[Objective]: Set out the lines as a Markdown table with the columns Row and Line, starting with the first line and going on through the line that contains "56 103 L 53", and skip any blank lines.

•••••

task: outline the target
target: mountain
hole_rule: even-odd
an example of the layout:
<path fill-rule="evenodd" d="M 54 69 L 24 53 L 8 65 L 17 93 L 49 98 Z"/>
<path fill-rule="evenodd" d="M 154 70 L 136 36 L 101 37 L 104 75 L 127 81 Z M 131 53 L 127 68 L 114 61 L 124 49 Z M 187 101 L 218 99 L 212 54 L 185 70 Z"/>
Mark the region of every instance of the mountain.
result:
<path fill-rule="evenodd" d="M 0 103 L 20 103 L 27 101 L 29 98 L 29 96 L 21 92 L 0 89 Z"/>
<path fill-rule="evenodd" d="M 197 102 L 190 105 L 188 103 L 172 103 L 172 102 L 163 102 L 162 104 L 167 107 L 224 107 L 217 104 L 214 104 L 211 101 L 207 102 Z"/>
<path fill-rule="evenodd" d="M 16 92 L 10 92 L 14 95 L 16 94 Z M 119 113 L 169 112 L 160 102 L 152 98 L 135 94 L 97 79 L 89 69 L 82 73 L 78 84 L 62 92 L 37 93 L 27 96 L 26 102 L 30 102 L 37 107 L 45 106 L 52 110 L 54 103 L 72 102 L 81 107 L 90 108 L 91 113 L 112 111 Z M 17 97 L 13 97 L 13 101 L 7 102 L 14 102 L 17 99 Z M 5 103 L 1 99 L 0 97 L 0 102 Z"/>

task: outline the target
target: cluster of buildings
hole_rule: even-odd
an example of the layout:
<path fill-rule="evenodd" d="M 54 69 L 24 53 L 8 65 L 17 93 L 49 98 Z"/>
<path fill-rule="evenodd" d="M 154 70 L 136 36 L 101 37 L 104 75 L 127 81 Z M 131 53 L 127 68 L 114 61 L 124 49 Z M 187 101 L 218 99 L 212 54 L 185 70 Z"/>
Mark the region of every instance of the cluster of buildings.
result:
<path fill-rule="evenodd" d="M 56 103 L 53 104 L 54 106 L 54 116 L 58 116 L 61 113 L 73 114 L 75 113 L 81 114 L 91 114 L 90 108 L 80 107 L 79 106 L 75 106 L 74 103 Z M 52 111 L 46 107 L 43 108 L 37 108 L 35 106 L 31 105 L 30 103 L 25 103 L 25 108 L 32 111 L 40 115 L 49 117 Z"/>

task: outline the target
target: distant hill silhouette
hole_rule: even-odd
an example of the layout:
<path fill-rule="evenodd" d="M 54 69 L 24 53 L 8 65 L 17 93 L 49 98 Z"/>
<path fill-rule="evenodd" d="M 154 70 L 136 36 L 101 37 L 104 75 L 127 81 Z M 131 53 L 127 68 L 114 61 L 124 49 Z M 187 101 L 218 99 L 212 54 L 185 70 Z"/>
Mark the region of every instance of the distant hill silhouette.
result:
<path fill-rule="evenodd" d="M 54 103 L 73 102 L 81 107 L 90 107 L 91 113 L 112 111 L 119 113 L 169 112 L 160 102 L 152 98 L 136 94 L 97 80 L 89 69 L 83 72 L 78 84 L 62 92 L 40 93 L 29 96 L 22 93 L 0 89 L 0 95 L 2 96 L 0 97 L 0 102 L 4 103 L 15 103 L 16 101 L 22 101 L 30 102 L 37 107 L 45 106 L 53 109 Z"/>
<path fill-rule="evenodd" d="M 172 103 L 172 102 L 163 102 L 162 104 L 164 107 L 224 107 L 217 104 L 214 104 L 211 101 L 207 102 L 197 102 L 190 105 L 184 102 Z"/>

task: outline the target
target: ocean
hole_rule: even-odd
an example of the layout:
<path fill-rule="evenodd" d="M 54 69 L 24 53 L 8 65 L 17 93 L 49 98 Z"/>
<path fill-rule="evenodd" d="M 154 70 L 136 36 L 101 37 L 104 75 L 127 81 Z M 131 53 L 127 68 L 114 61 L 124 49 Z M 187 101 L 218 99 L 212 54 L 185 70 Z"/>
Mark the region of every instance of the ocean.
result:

•••••

[Correct output]:
| Row | Line |
|---|---|
| 1 | task: outline the target |
| 2 | target: mountain |
| 3 | hole_rule: even-odd |
| 4 | an example of the layout: |
| 5 | <path fill-rule="evenodd" d="M 54 69 L 24 53 L 8 65 L 17 93 L 49 98 Z"/> |
| 6 | <path fill-rule="evenodd" d="M 154 70 L 136 36 L 101 37 L 104 75 L 127 81 Z M 131 53 L 127 68 L 114 61 L 124 49 Z M 187 101 L 218 99 L 212 54 L 185 70 Z"/> |
| 7 | Mark the region of every instance of the mountain. |
| 8 | result: |
| 9 | <path fill-rule="evenodd" d="M 0 103 L 20 103 L 27 101 L 29 98 L 29 96 L 21 92 L 0 89 Z"/> |
| 10 | <path fill-rule="evenodd" d="M 197 102 L 190 105 L 188 103 L 172 103 L 172 102 L 163 102 L 162 104 L 167 107 L 224 107 L 217 104 L 214 104 L 211 101 L 207 102 Z"/> |
| 11 | <path fill-rule="evenodd" d="M 16 92 L 10 92 L 14 95 L 16 94 Z M 119 113 L 169 112 L 160 102 L 152 98 L 135 94 L 97 79 L 89 69 L 82 73 L 78 84 L 62 92 L 37 93 L 27 96 L 26 102 L 30 102 L 37 107 L 45 106 L 52 110 L 54 103 L 72 102 L 81 107 L 90 108 L 91 113 L 112 111 Z M 17 97 L 13 97 L 13 101 L 7 102 L 14 102 L 17 99 Z M 5 103 L 1 99 L 0 97 L 0 102 Z"/> |
| 12 | task: outline the target |
| 13 | target: cluster of buildings |
| 14 | hole_rule: even-odd |
| 15 | an example of the layout: |
| 16 | <path fill-rule="evenodd" d="M 54 69 L 24 53 L 8 65 L 17 93 L 49 98 Z"/> |
| 17 | <path fill-rule="evenodd" d="M 154 70 L 136 36 L 101 37 L 104 75 L 127 81 Z M 131 53 L 127 68 L 114 61 L 124 49 Z M 187 101 L 218 99 L 212 54 L 185 70 Z"/> |
| 18 | Mark the region of every instance of the cluster of buildings. |
| 19 | result: |
| 20 | <path fill-rule="evenodd" d="M 56 103 L 53 104 L 54 106 L 54 116 L 58 116 L 61 113 L 73 114 L 75 113 L 81 114 L 91 114 L 90 108 L 80 107 L 79 106 L 75 106 L 74 103 Z M 52 111 L 46 107 L 43 108 L 37 108 L 35 106 L 31 105 L 30 103 L 25 103 L 25 108 L 32 111 L 40 115 L 49 117 Z"/> |